**Consignes:**
Répondez aux trois questions suivantes en vous appuyant sur l'extrait présenté ci-dessous.
(a) Selon l'étude du CRIF, de quel pourcentage les ouvertures de faillites en Suisse ont-elles augmenté entre janvier et septembre 2024 ?
(b) Quels cantons ont enregistré les plus fortes augmentations en pourcentage ?
(c) Il y a combien de temps l'institution du sursis concordataire a-t-elle été modernisée ?

Les plus récentes statistiques le démontrent malheureusement : les situations de perte de capital ou de surendettement ont tendance à augmenter actuellement. Selon une étude du CRIF, les ouvertures de faillites dans toute la Suisse ont augmenté de 10,8% entre janvier et septembre 2024. Rien qu’au mois de septembre, la hausse s’est établie à 28,5 % par rapport à septembre 2023. Les cantons de Neuchâtel, de Genève, de Zoug et de Vaud ont enregistré les plus fortes augmentations en pourcentage.
Depuis la révision du droit de la société anonyme, la procédure de sursis concordataire est la voie choisie par le législateur pour permettre d’éviter une situation d’insolvabilité (725 CO), de perte de capital (725a al. 3 CO) ou de surendettement (725b al 3 CO). L’institution du sursis concordataire a été modernisée il y a près de dix ans pour la rendre plus efficace et plus adaptée à l’environnement économique actuel, dans le but notamment de donner une deuxième chance aux entreprises en situation de surendettement.

**Données affichées:**
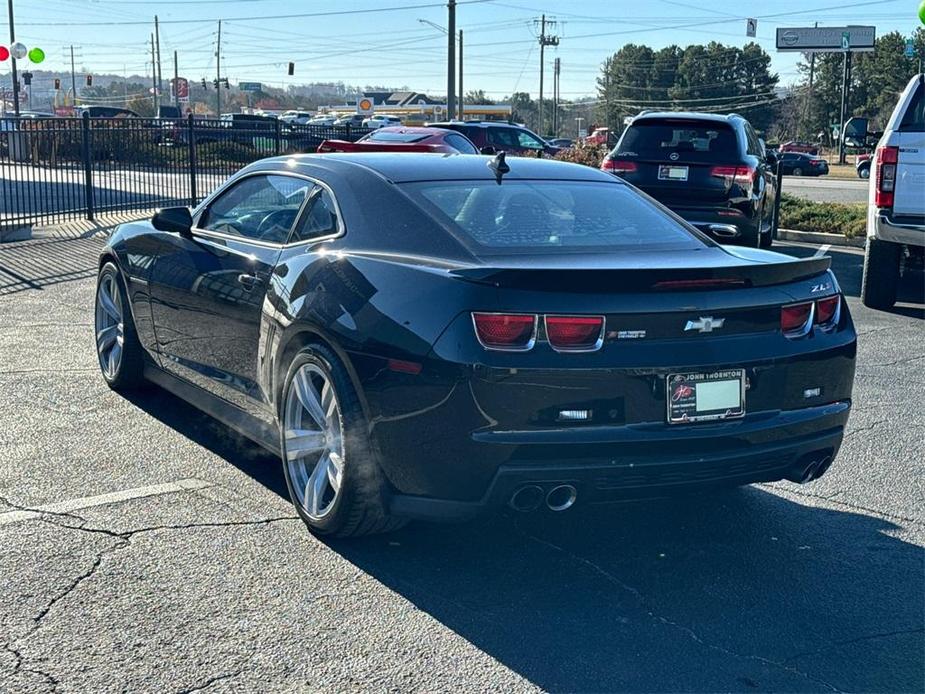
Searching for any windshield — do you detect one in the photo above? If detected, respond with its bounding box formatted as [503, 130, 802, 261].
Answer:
[402, 180, 706, 254]
[615, 120, 738, 161]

**Réponse:**
(a) Elles ont augmenté de 10,8 %.
(b) Neuchâtel, Genève, Zoug et Vaud.
(c) Il y a près de dix ans.